Copy out every line of the rows below that contains the word "turquoise".
--- START OF Extracted entries ---
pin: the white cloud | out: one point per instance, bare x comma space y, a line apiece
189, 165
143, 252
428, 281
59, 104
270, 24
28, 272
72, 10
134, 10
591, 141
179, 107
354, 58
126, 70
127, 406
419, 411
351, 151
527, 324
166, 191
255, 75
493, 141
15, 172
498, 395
--- END OF Extracted entries ---
--- START OF Extracted entries ---
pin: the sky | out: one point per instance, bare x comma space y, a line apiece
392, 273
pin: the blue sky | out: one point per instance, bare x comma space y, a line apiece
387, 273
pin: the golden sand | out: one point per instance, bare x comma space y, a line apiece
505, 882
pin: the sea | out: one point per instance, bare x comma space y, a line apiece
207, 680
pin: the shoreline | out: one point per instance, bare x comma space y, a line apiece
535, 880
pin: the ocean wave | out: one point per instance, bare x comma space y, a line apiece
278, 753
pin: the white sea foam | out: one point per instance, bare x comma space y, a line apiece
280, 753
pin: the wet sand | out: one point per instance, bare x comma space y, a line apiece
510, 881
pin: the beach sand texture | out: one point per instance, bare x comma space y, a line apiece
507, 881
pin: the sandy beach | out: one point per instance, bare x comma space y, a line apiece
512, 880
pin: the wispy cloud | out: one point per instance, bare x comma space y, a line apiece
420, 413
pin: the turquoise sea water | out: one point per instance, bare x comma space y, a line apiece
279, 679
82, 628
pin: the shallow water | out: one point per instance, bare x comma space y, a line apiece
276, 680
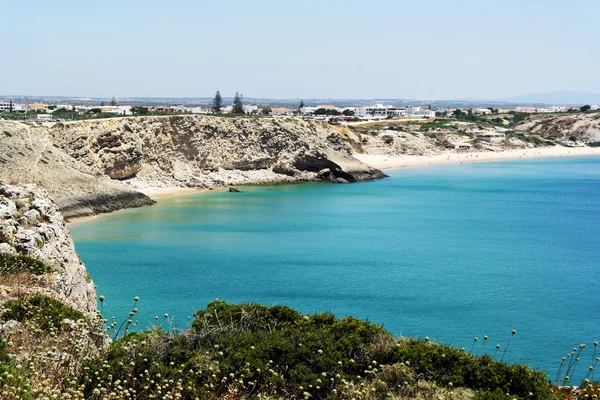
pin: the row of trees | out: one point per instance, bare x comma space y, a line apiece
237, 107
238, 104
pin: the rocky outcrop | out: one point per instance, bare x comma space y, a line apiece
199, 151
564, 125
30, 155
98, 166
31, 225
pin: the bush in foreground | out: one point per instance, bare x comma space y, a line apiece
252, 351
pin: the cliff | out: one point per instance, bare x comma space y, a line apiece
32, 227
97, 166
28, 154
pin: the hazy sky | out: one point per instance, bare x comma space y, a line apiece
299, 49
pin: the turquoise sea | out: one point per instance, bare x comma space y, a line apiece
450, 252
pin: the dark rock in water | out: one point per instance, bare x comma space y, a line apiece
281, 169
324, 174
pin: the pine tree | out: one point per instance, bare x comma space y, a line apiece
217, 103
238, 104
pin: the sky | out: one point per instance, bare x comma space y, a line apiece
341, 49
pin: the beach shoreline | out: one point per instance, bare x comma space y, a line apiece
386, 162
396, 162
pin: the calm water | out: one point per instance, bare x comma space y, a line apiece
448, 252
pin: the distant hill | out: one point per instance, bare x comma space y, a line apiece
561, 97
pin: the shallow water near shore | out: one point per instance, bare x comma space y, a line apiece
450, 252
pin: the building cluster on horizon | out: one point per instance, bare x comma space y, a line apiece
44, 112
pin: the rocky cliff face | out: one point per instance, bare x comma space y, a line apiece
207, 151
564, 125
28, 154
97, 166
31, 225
--- END OF Extracted entries ---
--- START OF Extracted entries ---
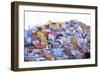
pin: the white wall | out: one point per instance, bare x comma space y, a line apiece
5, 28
--- END OF Extracted entries ---
Result of this exercise:
pin: the turquoise sea water | out: one point per instance, bare x comma space y, a line apiece
pin: the turquoise sea | out: one point per instance, bare x comma space y, a line apiece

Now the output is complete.